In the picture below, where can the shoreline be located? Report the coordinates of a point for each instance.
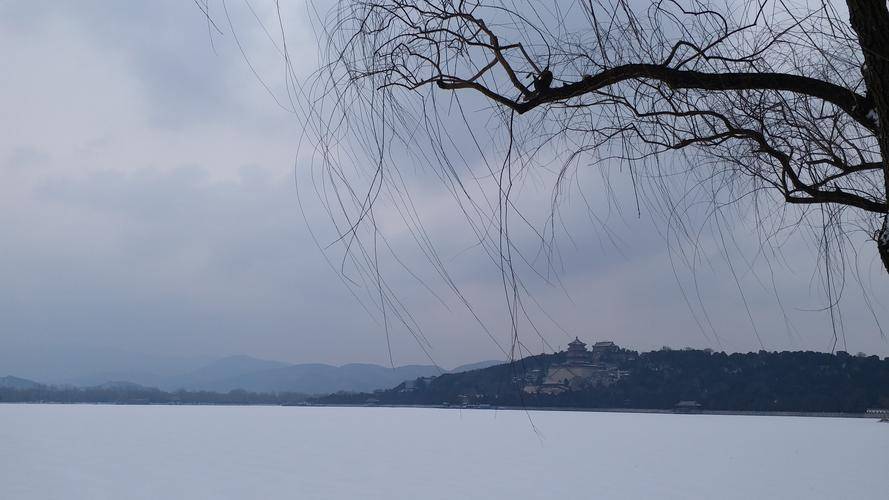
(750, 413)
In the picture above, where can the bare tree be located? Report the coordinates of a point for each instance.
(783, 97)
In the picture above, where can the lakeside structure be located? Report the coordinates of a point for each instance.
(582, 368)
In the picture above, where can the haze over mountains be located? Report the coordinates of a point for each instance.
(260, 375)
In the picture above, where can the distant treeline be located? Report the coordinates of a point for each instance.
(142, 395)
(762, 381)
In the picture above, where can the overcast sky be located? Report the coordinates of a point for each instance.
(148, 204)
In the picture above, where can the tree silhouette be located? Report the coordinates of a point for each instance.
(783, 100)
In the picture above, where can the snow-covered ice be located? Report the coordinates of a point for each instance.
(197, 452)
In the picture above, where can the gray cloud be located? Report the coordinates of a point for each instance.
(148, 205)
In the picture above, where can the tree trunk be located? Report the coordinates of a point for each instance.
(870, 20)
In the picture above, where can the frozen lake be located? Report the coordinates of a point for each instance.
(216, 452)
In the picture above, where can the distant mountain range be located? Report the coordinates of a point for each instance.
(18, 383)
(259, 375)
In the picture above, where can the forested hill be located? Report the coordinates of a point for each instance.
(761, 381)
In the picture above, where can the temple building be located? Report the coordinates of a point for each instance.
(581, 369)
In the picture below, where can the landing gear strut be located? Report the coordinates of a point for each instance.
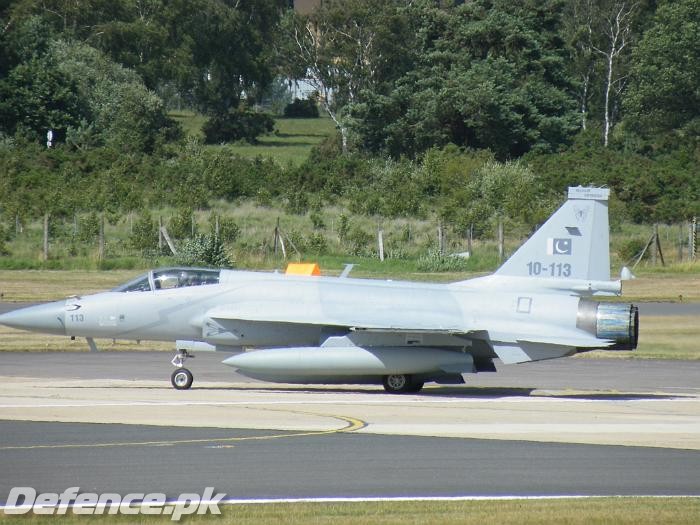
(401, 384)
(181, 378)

=-=-=-=-=

Aim: Put every line of the material above into a JSON list of strings, one string per line, leaving out blank lines and the pictures.

Response for this exercise:
[
  "In the picture below, where can the shoreline be located? Report the coordinates of a point for each instance.",
  "(750, 413)",
  "In the picture above, where can the bare tree be located? Report the coordinates of a point for each instance.",
  "(783, 97)",
  "In the picture above, where can the lakeside structure be located? Report the coordinates of a point for each instance.",
  "(582, 368)",
  "In the picture above, where can the haze over mountains be located? Report the coordinates of a point for each instance.",
  "(260, 375)",
  "In the picture above, where can the distant treeline be located? Report the coordinates of a point for each instance.",
  "(142, 395)",
  "(762, 381)",
  "In the picture above, where can the overcast sky be located? Report the coordinates of a point for each instance.",
  "(148, 204)",
  "In the picture above, where can the tree silhouette be located? Report the coordinates of a point for each instance.",
  "(783, 100)",
  "In the picture above, where can the snow-covered ice be located? Report the coordinates of a point for each instance.",
  "(197, 452)",
  "In the picture above, where can the gray cloud be located? Report the coordinates of a point for each instance.",
  "(148, 205)",
  "In the picture above, where can the tree trunk be located? Report the coordinates of a point for each instance.",
  "(870, 20)",
  "In the picture above, where can the frozen lake be located? Report the coordinates of a point for each instance.",
  "(216, 452)",
  "In the picture above, where can the distant mountain range be located? Report the coordinates of a point for each instance.",
  "(18, 383)",
  "(259, 375)",
  "In the picture above, where can the forested hill be located? Report the coordinates of a point for each instance.",
  "(761, 381)",
  "In the picture above, where can the temple building be located? Report the coordinates of a point for each instance.",
  "(581, 369)",
  "In the picture below, where can the landing gear strut be located? Report the coordinates of a point for each instance.",
  "(401, 384)",
  "(181, 378)"
]